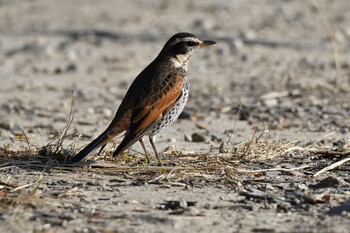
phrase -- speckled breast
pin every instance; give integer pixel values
(173, 114)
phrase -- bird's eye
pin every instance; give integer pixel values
(191, 43)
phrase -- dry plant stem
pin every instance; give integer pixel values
(332, 166)
(237, 117)
(274, 169)
(27, 141)
(250, 143)
(331, 31)
(27, 185)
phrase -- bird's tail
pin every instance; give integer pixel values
(99, 141)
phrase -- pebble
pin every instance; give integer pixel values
(198, 137)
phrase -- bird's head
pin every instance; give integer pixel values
(181, 46)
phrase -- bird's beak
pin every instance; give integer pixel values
(207, 43)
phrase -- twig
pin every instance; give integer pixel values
(249, 143)
(332, 166)
(274, 169)
(330, 29)
(237, 118)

□ □ □ □ □ □ □

__Задание__. Процитируйте дословно все записи выше, не включая в ответ изображения.

__Ответ__.
phrase -- speckled breast
pin every instance; give integer pixel values
(173, 114)
phrase -- bird's eye
pin every instance; give integer pixel values
(191, 43)
phrase -- dry plant stem
pin every instance; give integer pixel values
(332, 166)
(237, 117)
(274, 169)
(27, 141)
(250, 143)
(331, 31)
(27, 185)
phrase -- bird's tail
pin every instance; give integer pixel values
(99, 141)
phrase -- pebble
pin every instance; give integer pixel values
(198, 137)
phrase -- bird's head
pin every instance; give integer pixel values
(181, 46)
phrase -- bird's beak
pin every instance; give integer pixel values
(207, 43)
phrase -- twig
pin every instance; give integer pixel values
(249, 143)
(332, 166)
(274, 169)
(330, 29)
(237, 118)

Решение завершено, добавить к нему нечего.